## TEXTE:
Prix Nobel de la paix au Premier ministre éthiopien Abiy Ahmed : Prime à une race de dirigeants en voie de disparition

Prix Nobel de la paix au Premier ministre éthiopien Abiy Ahmed : Prime à une race de dirigeants en voie de disparition

Et de deux pour l’Afrique, en deux années consécutives ! Après le Congolais réparateur de femmes, le docteur Denis Mukwege en 2018, avec la suppliciée sexuelle de DAESH, la  Yezedi                     Nadia Murad, voici qu’un autre Africain, le premier ministre éthiopien Abiy Ahmed recevait le Prix Nobel de la Paix 2019. C’est suffisamment rare pour ne pas être souligné dans une Afrique en proie aux guerres classiques et asymétriques, et à la raréfaction des leaders-faiseurs de paix.

Entrées d'un jeu de données d'annotation:
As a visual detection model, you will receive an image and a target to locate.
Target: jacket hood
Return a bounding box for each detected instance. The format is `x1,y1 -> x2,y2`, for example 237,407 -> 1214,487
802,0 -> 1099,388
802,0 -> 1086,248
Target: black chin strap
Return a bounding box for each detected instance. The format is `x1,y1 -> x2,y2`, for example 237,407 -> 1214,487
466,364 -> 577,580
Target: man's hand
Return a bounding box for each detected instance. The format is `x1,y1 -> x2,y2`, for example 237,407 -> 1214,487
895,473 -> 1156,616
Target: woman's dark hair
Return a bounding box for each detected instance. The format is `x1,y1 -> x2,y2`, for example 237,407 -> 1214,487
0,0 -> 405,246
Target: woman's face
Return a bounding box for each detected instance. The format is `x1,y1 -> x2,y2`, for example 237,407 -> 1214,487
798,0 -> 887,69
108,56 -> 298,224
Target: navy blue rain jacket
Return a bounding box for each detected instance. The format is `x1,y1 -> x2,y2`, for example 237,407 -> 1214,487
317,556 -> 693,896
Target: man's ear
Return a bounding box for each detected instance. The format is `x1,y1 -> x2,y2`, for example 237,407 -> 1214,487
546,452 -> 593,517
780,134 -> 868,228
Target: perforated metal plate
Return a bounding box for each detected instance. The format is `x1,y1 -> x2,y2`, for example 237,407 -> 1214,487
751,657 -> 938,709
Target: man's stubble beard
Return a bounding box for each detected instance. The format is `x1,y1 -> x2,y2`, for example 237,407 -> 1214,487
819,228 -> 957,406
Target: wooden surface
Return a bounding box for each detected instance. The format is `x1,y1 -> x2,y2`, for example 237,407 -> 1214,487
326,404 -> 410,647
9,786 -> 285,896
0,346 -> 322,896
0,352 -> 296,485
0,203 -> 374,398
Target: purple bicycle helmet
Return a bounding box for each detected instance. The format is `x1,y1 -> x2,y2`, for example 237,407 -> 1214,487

## CONSIGNES:
[a] Dans le texte sur le prix Nobel d'Abiy Ahmed, recopiez le passage allant de "Et de deux pour" jusqu'à "leaders-faiseurs de paix." inclus, en remplaçant "premier ministre éthiopien" par "chef du gouvernement éthiopien".
[b] D'après le texte sur le prix Nobel d'Abiy Ahmed, avec qui le docteur Denis Mukwege a-t-il reçu le prix Nobel de la paix en 2018 ?

## CORRIGÉ:
[a]
Et de deux pour l’Afrique, en deux années consécutives ! Après le Congolais réparateur de femmes, le docteur Denis Mukwege en 2018, avec la suppliciée sexuelle de DAESH, la  Yezedi                     Nadia Murad, voici qu’un autre Africain, le chef du gouvernement éthiopien Abiy Ahmed recevait le Prix Nobel de la Paix 2019. C’est suffisamment rare pour ne pas être souligné dans une Afrique en proie aux guerres classiques et asymétriques, et à la raréfaction des leaders-faiseurs de paix.

[b] Avec Nadia Murad.